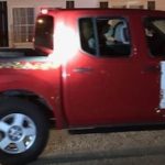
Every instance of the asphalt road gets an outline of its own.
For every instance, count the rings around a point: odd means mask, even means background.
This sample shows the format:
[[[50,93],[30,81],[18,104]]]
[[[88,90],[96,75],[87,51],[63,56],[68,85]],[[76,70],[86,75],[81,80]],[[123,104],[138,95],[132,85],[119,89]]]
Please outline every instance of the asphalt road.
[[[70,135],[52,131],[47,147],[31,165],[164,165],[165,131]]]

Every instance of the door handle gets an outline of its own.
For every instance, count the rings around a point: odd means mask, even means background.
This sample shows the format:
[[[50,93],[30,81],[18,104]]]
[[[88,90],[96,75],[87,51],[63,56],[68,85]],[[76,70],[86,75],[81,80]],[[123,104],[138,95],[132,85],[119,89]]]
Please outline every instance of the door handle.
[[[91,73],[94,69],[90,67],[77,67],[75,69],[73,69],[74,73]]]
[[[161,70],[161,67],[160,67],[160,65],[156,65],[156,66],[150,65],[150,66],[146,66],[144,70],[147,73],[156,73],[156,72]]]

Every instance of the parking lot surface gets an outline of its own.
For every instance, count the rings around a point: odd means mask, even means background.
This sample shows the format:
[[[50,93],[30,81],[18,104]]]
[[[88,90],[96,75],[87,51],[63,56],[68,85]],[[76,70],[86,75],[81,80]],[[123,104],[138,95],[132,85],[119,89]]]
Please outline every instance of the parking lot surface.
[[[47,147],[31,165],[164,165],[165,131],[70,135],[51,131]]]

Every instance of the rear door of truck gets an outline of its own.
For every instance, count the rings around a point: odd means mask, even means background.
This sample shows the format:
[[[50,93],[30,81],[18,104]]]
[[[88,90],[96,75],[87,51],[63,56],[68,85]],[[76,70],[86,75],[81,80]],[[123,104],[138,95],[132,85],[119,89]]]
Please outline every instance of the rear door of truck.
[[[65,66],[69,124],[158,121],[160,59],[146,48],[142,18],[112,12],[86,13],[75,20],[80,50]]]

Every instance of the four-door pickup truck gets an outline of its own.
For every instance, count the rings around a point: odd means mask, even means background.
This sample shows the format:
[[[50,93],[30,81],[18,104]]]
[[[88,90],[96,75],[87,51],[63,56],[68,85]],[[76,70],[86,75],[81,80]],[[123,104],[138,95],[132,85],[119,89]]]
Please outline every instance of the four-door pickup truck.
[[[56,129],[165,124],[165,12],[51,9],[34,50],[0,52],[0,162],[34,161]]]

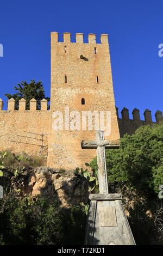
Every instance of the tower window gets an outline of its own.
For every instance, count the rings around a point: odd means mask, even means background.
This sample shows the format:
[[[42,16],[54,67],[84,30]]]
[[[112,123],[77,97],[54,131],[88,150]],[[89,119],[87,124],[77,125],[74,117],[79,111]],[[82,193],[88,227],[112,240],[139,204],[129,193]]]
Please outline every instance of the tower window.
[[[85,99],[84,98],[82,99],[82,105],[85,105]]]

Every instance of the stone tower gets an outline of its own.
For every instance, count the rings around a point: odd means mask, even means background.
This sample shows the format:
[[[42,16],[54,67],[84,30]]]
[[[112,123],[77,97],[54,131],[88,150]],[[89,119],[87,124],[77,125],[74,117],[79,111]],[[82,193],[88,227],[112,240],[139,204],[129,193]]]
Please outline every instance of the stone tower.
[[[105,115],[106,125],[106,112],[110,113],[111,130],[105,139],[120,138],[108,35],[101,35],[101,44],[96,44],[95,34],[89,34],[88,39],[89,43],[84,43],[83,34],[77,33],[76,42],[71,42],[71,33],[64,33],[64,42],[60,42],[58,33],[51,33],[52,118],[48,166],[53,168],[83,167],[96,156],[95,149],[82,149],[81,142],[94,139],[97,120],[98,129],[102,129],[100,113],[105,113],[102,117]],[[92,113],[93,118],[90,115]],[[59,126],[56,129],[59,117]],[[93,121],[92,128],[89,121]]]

TASK DESCRIPTION:
Reproduce the material word for word, from its beginning through the line that contains "[[[70,135],[52,131],[47,147],[31,165],[164,165],[165,131]]]", and leave out the pictures.

RESULT OF THE TASK:
Every instance of the asphalt road gets an outline of its own.
For every instance, count the rings around a point: odd means mask, even means background.
This sample shows the format:
[[[50,93],[30,81],[18,104]]]
[[[88,90],[96,75],[87,51],[63,56],[68,85]],[[76,70],[86,75],[81,80]],[[123,104],[138,95],[132,85],[119,89]]]
Please outline every instance of the asphalt road.
[[[70,135],[52,131],[47,147],[31,165],[164,165],[165,131]]]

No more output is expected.